Gestellte Aufgabe 1 -> Gib aus den Einträgen weiter unten die Zeilen von der Zeile mit „I'd be grateful if you could point out where the cloud“ bis einschließlich der Zeile mit „238, 4, 1024, 301“ wortgetreu wieder.

Sonntag, 18. Oktober 2009

Kapitalmarkteinschätzung 2010

Kapitalmarkteinschätzung 2010 (Stand : 17.10.2009)
von Dirk Schmidt-Sinns (dissi@web.de)

Der rasante Kursanstieg in verschiedenen Anlageklassen seit März 2009 hinterläßt bei vielen Marktteilnehmern gemischte Gefühle. Nach gefühlter Weltuntergangsstimmung zu Jahresbeginn haben Investoren in einer Hoffnungsrallye die Kapitalmärkte stabilisiert, indem sie bei Risikopapieren aller Art die Untergewichtung korrigierten und wieder investierten.
Im Spätherbst 2009 haben viele Anlageklassen ein Niveau erreicht, welches im Marktkonsenz so ambitioniert ist, daß nun harte Fakten über weitere Kursveränderungen entscheiden werden. War der bisherige Aufschwung stimmungsgetragen, kann ein weiterer Kursanstieg nur von deutlichen Verbesserungen in der realen Wirtschaft getragen werden. Bleibt diese Verbesserung aus, droht den Märkten neues Ungemach.

1.) Die ökonomische Großwetterlage
2.) Die Situation der Unternehmen
3.) Anlagenotstand in allen Assetklassen
4.) Ausblick 2010

1.) Die ökonomische Großwetterlage

Der Schuldenstand der Industrienationen (USA, Europa, Japan) ist durch Finanzkrise und Rezession auf absolute Höchststände gestiegen. Die Rettung der Banken und die Stimulierung der Wirtschaft durch Konjunkturprogramme der Regierungen hat immenses Kapital verschlungen - nun droht den Staaten in den nächsten Monaten die Einnahmeseite wegzubrechen. Um diesem Einbruch zu begegnen, stehen Steuererhöhungen an, werden Konjunkturpakete zurückgefahren und drohen harte Kosteneinsparungen im Fiskalhaushalt.
Diese Maßnahmen sind unpopulär und schrecken die Politik. Die Hoffnung auf einen nun selbsttragenden Aufschwung der Realwirtschaft wird damit zum einzig verbliebenen Rettungsanker. Nur ein höheres Wirtschaftswachstum verspricht mehr Steuereinnahmen und reduziert die Notwendigkeit unangenehmer Handlungsalternativen. Und da Wirtschaft bekanntlich zu 80 % aus Psychologie besteht, kann ein bißchen Zweckoptimismus ja nicht schaden.
Speziell in den USA hat die Veröffentlichung unzähliger Wirtschaftsdaten eher Marketing-
charakter. Ein klares Bild der tatsächlichen Entwicklung der wirtschaflichen Situation in den USA läßt sich nicht ableiten, dazu sind die Zahlen und ihre Ermittlung oftmals viel zu nebulös.

Fakt ist, daß nur durch immense staatliche Eingriffe in die Wirtschaft, ein stärkerer Absturz in die Rezession vermieden wurde. Abwrackprämie für Autos, Kaufanreize für Immobilien, Zinssubvention für säumige Hypothekengläubiger, Hilfspakete für angeschlagene Firmen, Kurzarbeitergeld und Steuerschecks für Konsum - um nur ein paar Maßnahmen zu nennen.

Ausgelesene Einträge ->
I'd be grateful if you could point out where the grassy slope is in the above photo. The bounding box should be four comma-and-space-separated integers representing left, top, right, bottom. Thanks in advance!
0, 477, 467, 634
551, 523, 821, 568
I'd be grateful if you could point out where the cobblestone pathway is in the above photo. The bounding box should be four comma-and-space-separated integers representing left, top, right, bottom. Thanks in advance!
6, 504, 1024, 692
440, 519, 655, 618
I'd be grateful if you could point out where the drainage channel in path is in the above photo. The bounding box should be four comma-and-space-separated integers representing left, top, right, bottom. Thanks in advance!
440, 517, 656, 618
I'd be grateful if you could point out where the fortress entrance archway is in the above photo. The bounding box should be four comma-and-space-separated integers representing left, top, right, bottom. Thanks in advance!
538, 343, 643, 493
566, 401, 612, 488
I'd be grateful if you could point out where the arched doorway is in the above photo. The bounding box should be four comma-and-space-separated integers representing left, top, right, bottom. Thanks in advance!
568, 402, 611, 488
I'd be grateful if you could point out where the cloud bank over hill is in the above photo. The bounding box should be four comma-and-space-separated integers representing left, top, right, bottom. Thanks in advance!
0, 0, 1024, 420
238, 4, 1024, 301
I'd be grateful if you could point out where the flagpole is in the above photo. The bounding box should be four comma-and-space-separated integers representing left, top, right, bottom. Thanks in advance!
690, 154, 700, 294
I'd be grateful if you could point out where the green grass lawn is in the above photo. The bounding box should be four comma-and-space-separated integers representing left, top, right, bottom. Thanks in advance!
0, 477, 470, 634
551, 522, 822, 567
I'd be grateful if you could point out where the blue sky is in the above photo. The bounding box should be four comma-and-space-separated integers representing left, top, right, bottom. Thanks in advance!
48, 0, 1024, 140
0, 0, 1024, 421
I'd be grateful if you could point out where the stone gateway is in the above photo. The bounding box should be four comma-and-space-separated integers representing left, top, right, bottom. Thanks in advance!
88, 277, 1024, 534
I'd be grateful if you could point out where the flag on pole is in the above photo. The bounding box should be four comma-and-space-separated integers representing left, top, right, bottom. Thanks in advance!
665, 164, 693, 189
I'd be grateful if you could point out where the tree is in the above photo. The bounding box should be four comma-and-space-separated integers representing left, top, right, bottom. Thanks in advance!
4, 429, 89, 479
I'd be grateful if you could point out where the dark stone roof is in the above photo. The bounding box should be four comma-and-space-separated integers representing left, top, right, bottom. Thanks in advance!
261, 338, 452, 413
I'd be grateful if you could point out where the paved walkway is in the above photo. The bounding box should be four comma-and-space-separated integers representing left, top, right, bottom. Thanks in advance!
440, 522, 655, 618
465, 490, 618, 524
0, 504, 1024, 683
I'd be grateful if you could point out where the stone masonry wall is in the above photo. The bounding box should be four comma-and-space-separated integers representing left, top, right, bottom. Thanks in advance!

Gestellte Aufgabe 2 -> Seit wann steigen laut dem Textauszug zur Kapitalmarkteinschätzung 2010 die Kurse in verschiedenen Anlageklassen rasant an?

Richtige Antwort 1 ->
I'd be grateful if you could point out where the cloud bank over hill is in the above photo. The bounding box should be four comma-and-space-separated integers representing left, top, right, bottom. Thanks in advance!
0, 0, 1024, 420
238, 4, 1024, 301

Richtige Antwort 2 -> Seit März 2009.